DEA Special Agent: Mexican Cartels Behind Attack Are ‘Terrorist Groups’
Nov 5, 2019, 11:20 PM | Updated: 11:25 pm
SALT LAKE CITY, Utah — Although it is too early to determine a conclusive motive in Monday’s ambush attack that killed nine family members with ties to Utah in northern Mexico, a local Drug Enforcement Administration official said the people responsible are “savages and barbarians.”
“You’re talking about groups of individuals who, in my opinion, should be classified as terrorists. This is terrorist type activity. You’re killing helpless women and small children – that’s terrorist activity,” said Utah District Agent in Charge Brian Besser. “The cartels are an army. I believe they are terrorist groups and I think that this incident portrays exactly what I’m saying.”
Among those dead are three women and six children – all with dual U.S.-Mexican citizenship. Seven additional children were flown from Mexico to Arizona where they were taken to hospitals in Tucson.

## Records taken from a collection

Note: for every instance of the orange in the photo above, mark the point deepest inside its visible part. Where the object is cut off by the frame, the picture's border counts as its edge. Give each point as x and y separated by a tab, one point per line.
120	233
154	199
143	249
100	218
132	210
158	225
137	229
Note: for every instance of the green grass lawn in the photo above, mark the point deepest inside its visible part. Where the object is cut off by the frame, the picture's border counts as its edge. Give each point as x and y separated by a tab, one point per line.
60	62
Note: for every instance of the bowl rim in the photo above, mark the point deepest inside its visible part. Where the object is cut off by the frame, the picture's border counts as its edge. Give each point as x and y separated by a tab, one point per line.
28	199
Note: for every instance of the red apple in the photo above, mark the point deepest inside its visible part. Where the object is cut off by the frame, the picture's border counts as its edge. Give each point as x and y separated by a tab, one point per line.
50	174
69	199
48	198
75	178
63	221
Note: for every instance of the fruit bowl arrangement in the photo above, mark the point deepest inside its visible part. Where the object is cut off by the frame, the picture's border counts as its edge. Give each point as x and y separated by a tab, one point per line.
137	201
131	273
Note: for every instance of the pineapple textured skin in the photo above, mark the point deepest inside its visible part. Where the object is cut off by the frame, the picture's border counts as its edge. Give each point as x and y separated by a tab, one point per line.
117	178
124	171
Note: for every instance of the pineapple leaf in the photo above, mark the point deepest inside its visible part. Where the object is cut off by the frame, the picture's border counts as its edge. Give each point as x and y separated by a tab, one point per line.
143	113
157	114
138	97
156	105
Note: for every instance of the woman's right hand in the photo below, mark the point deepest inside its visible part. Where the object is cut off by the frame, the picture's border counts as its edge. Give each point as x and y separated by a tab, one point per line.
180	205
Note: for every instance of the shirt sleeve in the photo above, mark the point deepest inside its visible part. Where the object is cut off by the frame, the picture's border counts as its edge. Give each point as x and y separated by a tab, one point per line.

## REQUIRED TASKS
A - In the news report on the ambush in northern Mexico, translate the sentence "The cartels are an army." into Spanish.
B - Write the next part of the news report on the ambush in northern Mexico, starting after its last sentence.
The listing has nothing to do with the work here.

## EXPECTED RESPONSES
A - Los cárteles son un ejército.

B -
Although authorities are investigating whether the ambush was the result of mistaken identity, Besser was not so sure.
“These folks that were murdered were traveling in caravan style, which is not uncommon for safety down there. The problem is, is if you’ve got one cartel and they’re looking at a caravan, they don’t know necessarily who you are, or maybe they do,” Besser said. “It could have been a vendetta. It could have been a personal beef. It could have been as something as simple as a robbery.”
He said it doesn’t change the fact that he believes the attack was intentional.
“Nothing there looks accidental or haphazard. That looks like it was fully intended to go the way it did, and I know the individuals that were murdered, at least in the intelligence that I’ve seen, appear to be had been found almost in execution-style,” Besser said.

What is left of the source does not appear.